• [Provided records]:

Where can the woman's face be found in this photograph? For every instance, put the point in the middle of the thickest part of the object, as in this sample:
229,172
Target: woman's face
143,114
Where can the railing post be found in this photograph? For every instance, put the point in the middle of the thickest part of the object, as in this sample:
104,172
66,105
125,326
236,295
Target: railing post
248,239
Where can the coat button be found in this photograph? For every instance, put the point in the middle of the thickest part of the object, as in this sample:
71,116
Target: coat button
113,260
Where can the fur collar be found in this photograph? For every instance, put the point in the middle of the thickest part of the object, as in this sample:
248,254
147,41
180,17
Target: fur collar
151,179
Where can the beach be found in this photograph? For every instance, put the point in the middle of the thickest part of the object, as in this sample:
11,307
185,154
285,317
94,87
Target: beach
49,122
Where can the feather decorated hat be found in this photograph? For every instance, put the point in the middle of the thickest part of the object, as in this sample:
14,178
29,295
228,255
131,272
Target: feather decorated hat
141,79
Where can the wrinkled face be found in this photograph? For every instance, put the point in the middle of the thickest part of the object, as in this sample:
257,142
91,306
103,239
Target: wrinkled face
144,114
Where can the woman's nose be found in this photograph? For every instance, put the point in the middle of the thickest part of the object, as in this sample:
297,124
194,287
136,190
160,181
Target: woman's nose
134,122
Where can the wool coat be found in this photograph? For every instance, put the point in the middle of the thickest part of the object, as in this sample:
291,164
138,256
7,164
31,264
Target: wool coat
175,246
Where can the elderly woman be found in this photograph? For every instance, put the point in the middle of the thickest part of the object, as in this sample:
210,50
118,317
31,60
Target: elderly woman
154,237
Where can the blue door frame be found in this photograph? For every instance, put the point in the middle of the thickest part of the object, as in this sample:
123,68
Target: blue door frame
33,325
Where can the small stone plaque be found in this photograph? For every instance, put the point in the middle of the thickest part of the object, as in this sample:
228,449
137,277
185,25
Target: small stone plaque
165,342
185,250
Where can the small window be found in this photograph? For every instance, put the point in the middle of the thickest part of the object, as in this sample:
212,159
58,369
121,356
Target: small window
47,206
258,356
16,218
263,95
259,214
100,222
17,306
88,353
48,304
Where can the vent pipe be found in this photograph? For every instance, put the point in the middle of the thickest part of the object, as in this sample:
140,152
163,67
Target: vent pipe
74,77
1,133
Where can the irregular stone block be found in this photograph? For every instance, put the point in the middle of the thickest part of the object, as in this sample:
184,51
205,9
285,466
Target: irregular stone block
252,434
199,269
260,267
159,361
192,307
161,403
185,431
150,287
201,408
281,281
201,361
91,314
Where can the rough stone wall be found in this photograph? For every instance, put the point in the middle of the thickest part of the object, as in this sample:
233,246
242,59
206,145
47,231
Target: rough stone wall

• [Written instruction]:
Recast every line of the material above as a JSON list of strings, one string per line, with blank lines left out.

• [Result of this task]:
[
  "Where can the woman's face be found in this photograph? For every instance, put the point in the middle of the thickest part of the object, as in this sample:",
  "229,172",
  "Target: woman's face",
  "143,114",
  "Where can the railing post be found in this photograph? For every instance, put the point in the middle of the thickest part of the object, as in this sample:",
  "104,172",
  "66,105",
  "125,326",
  "236,295",
  "Target: railing post",
  "248,239",
  "Where can the coat button be found in this photograph? For every instance, put the point in the middle of the thickest part of the object, as in this sample:",
  "71,116",
  "Target: coat button",
  "113,260",
  "Where can the fur collar be found in this photograph? For every instance, put the point in the middle of the thickest part of the object, as in this sample:",
  "248,254",
  "147,41",
  "180,17",
  "Target: fur collar",
  "151,179",
  "Where can the beach be found in this photograph? For every instance, put the point in the middle of the thickest part of the object, as in this sample:",
  "11,307",
  "185,154",
  "285,317",
  "94,87",
  "Target: beach",
  "49,122",
  "Where can the feather decorated hat be found in this photograph? For every instance, put the point in the middle of the thickest part of the object, as in this sample:",
  "14,178",
  "29,295",
  "228,255",
  "131,272",
  "Target: feather decorated hat",
  "141,79",
  "Where can the wrinkled face be found in this photograph? For every instance, put the point in the middle of the thickest part of the object, as in this sample:",
  "257,142",
  "91,306",
  "103,239",
  "Target: wrinkled face",
  "144,114",
  "Where can the woman's nose be found in this photograph? For every instance, put the point in the middle of the thickest part of the object, as in this sample:",
  "297,124",
  "194,287",
  "136,190",
  "160,181",
  "Target: woman's nose",
  "134,122",
  "Where can the wool coat be found in this photograph? For every instance, put the point in the middle of the thickest part of the object, as in this sample:",
  "291,164",
  "138,256",
  "7,164",
  "31,264",
  "Target: wool coat",
  "175,246",
  "Where can the elderly woman be found in this photograph? For every instance, put the point in the middle of the thickest part of the object, as in this sample:",
  "210,50",
  "118,317",
  "31,60",
  "Target: elderly woman",
  "154,237",
  "Where can the blue door frame be found in this photograph? For every instance, put the point in the middle of the thickest part of the object, as in this sample:",
  "123,68",
  "Target: blue door frame",
  "33,325",
  "Where can the small stone plaque be found in this photograph? For every instance, put the point in the middle of the thickest part of the object, as in this sample:",
  "228,449",
  "137,277",
  "185,25",
  "Target: small stone plaque",
  "165,342",
  "185,250",
  "Where can the small window be found in this photograph? For every instance, put the point in the middle of the thickest part of the object, as in this sample:",
  "212,159",
  "58,369",
  "121,356",
  "Target: small window",
  "47,206",
  "258,356",
  "16,218",
  "263,95",
  "259,214",
  "100,222",
  "17,306",
  "88,353",
  "48,304",
  "Where can the vent pipe be found in this photograph? For every instance, put the point in the middle of the thickest part of the object, as in this sample:",
  "140,152",
  "163,67",
  "Target: vent pipe",
  "74,77",
  "1,133",
  "Where can the irregular stone block be found in this photograph? For every instance, put the point in the middle of the thickest part of the object, as in this sample:",
  "184,51",
  "205,9",
  "285,466",
  "Target: irregular stone block",
  "252,434",
  "199,269",
  "260,267",
  "159,361",
  "192,307",
  "161,403",
  "185,431",
  "150,287",
  "201,408",
  "281,281",
  "201,361",
  "91,314",
  "Where can the rough stone wall be found in this photograph? For every instance, put the point in the middle of the thickest part of the object, as in this sample:",
  "233,246",
  "242,59",
  "206,145",
  "47,231",
  "Target: rough stone wall"
]